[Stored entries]
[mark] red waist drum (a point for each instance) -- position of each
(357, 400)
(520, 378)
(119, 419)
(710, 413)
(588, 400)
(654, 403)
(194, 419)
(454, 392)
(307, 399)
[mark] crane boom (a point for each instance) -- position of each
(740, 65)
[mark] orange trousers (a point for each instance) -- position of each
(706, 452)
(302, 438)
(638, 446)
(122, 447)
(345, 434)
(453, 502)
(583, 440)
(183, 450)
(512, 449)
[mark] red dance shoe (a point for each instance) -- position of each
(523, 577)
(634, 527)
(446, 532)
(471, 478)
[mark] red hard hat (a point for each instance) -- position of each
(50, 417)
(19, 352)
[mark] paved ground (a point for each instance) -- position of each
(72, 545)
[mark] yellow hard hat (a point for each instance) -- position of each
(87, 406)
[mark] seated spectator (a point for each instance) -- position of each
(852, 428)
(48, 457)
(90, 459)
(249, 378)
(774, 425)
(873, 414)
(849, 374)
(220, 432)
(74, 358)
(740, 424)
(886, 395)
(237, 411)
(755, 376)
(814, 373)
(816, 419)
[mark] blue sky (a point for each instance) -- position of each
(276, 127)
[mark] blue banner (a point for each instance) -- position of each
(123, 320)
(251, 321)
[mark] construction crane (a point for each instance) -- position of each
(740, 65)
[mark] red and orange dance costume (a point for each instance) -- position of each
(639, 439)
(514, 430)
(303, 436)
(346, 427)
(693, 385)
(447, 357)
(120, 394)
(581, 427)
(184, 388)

**Your assignment**.
Starting at the line that contains "[mark] red dance", retype each line through the last one in the records, both included, and add nothing.

**Finished task**.
[mark] red dance shoe (a point for each instance) -- position of each
(523, 577)
(634, 527)
(446, 532)
(471, 478)
[mark] red hard hat (a point for each instance) -- position of each
(50, 417)
(19, 352)
[mark] paved ground (a point for each instance) -- position of each
(72, 545)
[mark] yellow hard hat (a point for each instance) -- position of each
(87, 406)
[mark] seated spectator (a point for each instance) -- position of each
(852, 428)
(48, 457)
(90, 459)
(249, 378)
(774, 425)
(873, 414)
(849, 374)
(220, 432)
(74, 358)
(740, 424)
(886, 395)
(237, 411)
(755, 376)
(814, 373)
(816, 419)
[mark] blue sky (a point for each instance) -- position of each
(276, 127)
[mark] blue banner (a point for each instance) -- position of each
(123, 320)
(251, 321)
[mark] construction crane (a point for each instance) -- position of each
(740, 65)
[mark] red and orange dance costume (a point for each instance) -- position of each
(639, 439)
(514, 430)
(303, 436)
(346, 427)
(693, 385)
(447, 357)
(120, 394)
(581, 427)
(184, 388)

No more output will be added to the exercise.